> Instruções
1 - Reescreva tudo o que vai de "Texto Anterior |" até "e particular etc." no artigo sobre xamanismo, substituindo "dualismo" por "binarismo".
2 - Prolongue o artigo sobre xamanismo a partir da última frase apresentada.

> Trecho exibido
--*--

São Paulo, domingo, 16 de agosto de 1998

Texto Anterior | Próximo Texto | Índice

XAMANISMO
O antropólogo Eduardo Viveiros de Castro antecipa o tema de sua palestra sobre o pensamento indígena no ciclo "A Outra Margem do Ocidente", da Funarte
Tão humanos quanto animais

EDUARDO VIVEIROS DE CASTRO
especial para a Folha

A distinção entre corpo e alma desempenha um papel importante nas ontologias indígenas. Trata-se, porém, de algo diferente do dualismo entre matéria e espírito e das dicotomias correlatas que por tanto tempo serviram de balizas à reflexão ocidental: realidade e representação, fato e valor, natureza e cultura, universal e particular etc.
Diz-se que hoje tais balizas ruíram; teríamos ingressado em uma era pós-dicotômica. Pode ser. Resta que nossa vulgata cosmológica continua a veicular uma doutrina multiculturalista, fundada na unicidade da natureza e na multiplicidade das culturas -a primeira garantida pela universalidade objetiva dos corpos e das substâncias, a segunda gerada pela particularidade subjetiva dos espíritos e das representações. O relativismo (cultural) é indissociável do universalismo (natural).
O pensamento indígena inverte tal distribuição. Se somos multiculturalistas, os índios são multinaturalistas: eles postulam uma unidade transespecífica do espírito e uma diversidade dos corpos. A "cultura" ou o sujeito são a forma do universal, a "natureza" ou o objeto, a forma do particular.
É frequente encontrar, na etnografia das Américas, a noção de que diversos tipos de seres -sobretudo os animais e aqueles que chamaríamos "espíritos", mas também plantas, acidentes naturais etc.- são dotados de almas idênticas à humana, o que os torna sujeitos ou pessoas. Muitas culturas indígenas sustentam ainda que os animais, por exemplo, são gente como nós, debaixo de sua aparência corporal característica, e que é assim que eles se vêem: como seres anatômica e culturalmente humanos. Em contrapartida, os animais não nos vêem como gente, mas como animais ou espíritos. Cada espécie, assim, se vê a si mesma como humana e as demais como não-humanas -o que inclui nossa própria espécie.

--*--

> Registros armazenados
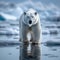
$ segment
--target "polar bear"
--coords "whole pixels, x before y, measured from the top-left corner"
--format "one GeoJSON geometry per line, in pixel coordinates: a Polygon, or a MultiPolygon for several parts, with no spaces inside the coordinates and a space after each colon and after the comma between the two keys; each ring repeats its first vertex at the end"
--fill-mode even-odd
{"type": "Polygon", "coordinates": [[[40,43],[41,23],[39,14],[34,9],[25,11],[19,21],[20,39],[24,43],[40,43]],[[29,35],[29,36],[28,36],[29,35]],[[28,38],[30,37],[30,38],[28,38]]]}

--*--

> Resultados em ordem
1 -
Texto Anterior | Próximo Texto | Índice

XAMANISMO
O antropólogo Eduardo Viveiros de Castro antecipa o tema de sua palestra sobre o pensamento indígena no ciclo "A Outra Margem do Ocidente", da Funarte
Tão humanos quanto animais

EDUARDO VIVEIROS DE CASTRO
especial para a Folha

A distinção entre corpo e alma desempenha um papel importante nas ontologias indígenas. Trata-se, porém, de algo diferente do binarismo entre matéria e espírito e das dicotomias correlatas que por tanto tempo serviram de balizas à reflexão ocidental: realidade e representação, fato e valor, natureza e cultura, universal e particular etc.

2 -
As perspectivas cruzadas se aplicam igualmente ao mundo dos objetos: vendo-se como humano, cada ser vê as coisas com que interage sob a espécie da cultura (humana). Uma onça lambendo o sangue de uma presa se vê bebendo cauim de milho; as antas vêem o barreiro em que se espojam como uma grande casa cerimonial, e assim por diante.
Aparentemente, portanto, uma cosmologia relativista como as que conhecemos: cada espécie representa o mundo de um modo diferente. Na verdade, trata-se do oposto: cada espécie vê tudo da mesma maneira -o ambiente das onças e das antas é povoado das mesmas coisas que o humano. O que muda é o mundo que ela vê. Não são as representações que variam, mas as coisas: não os significados, mas os referentes.
Dotadas de um mesmo tipo de alma, as diferentes espécies são dotadas dos mesmos perceptos e conceitos, da mesma cultura. O que, então, produz as diferenças de perspectiva? Por que, sendo espiritualmente humanos, os animais não nos vêem como humanos, e como os humanos, vemos? Porque uma perspectiva não é uma representação. As representações são uma propriedade do espírito, mas o ponto de vista está no corpo.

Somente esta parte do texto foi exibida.